In some embodiments, a boosting engine 440 may be used to boost certain candidates within the recommendation list 425. Products may be boosted based on the purchase history of the user. For example, if an product in the recommendation list 425 is frequently purchased by the user, the product may be moved up in the list (e.g., by changing the position of the product in the list, increasing a score/numerical value used to rank the product, and/or the like). Products may also be boosted based on attributes of the retailer and/or the user (e.g., end-shopper) for whom the recommendations are being generated. For example, if a supermarket wants to promote a certain product, this product may be boosted within the list. Similarly, products may also be reverse-boosted, meaning the products may be placed lower in the list based on the retailer and/or user attributes.

Example User Interface Displaying a Recommended Substitute Product

FIG. 5 depicts a user interface 500 according to some embodiments of the present disclosure. For example, the user interface 500 may be displayed on a display screen (e.g., display screen 122 of FIG. 1) of a user device.

As illustrated, the user interface 500 may display information 502 for a product selected by a user. For example, the information 502 may include a price of the product as well as a textual description of the product. The information 502 may also include an Order ID associated with the selected product and a universal product code (UPC) number (e.g., a 12-digit number) assigned to the selected product.

SUPPLIED DATA ->
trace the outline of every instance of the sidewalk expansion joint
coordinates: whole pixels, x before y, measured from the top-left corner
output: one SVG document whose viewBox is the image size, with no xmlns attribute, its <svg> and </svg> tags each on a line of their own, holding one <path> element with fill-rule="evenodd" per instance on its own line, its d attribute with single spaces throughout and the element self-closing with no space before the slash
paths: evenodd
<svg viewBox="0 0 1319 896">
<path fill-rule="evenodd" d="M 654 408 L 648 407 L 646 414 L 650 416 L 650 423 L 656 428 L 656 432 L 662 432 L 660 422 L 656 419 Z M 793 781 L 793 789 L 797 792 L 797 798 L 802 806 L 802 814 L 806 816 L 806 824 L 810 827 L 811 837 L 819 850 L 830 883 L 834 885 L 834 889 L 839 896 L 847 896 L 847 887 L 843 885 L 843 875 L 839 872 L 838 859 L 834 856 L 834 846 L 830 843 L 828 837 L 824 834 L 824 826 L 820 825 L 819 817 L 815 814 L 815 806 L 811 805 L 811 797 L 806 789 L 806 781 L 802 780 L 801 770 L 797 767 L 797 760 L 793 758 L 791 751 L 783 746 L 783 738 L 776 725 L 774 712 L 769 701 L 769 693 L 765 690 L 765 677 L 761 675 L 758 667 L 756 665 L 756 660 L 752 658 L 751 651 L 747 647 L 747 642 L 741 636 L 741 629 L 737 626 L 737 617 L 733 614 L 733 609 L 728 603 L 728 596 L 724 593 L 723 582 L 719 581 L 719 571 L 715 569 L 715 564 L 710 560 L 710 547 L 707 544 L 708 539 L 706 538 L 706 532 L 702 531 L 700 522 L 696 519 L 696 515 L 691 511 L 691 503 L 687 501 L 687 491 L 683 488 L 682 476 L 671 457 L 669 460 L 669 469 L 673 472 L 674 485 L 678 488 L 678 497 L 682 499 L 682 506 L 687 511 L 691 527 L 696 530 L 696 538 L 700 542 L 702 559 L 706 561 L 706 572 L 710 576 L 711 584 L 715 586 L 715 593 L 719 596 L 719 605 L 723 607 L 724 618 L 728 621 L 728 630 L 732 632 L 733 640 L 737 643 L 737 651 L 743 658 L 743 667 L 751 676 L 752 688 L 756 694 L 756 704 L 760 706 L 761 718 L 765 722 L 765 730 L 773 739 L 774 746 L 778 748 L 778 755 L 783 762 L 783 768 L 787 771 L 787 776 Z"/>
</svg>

WRITTEN TASKS ->
(1) List every kind of information about the selected product that the product recommendation excerpt says the information 502 may include.
(2) Print the part of the product recommendation excerpt that opens with the words containing "Example User Interface" and closes with "a user device.".
The records come from a separate source and are unrelated to the product recommendation excerpt.

ANSWERS TO THE EXERCISE ->
(1)
- A price of the product
- A textual description of the product
- An Order ID associated with the selected product
- A universal product code (UPC) number assigned to the selected product

(2)
Example User Interface Displaying a Recommended Substitute Product

FIG. 5 depicts a user interface 500 according to some embodiments of the present disclosure. For example, the user interface 500 may be displayed on a display screen (e.g., display screen 122 of FIG. 1) of a user device.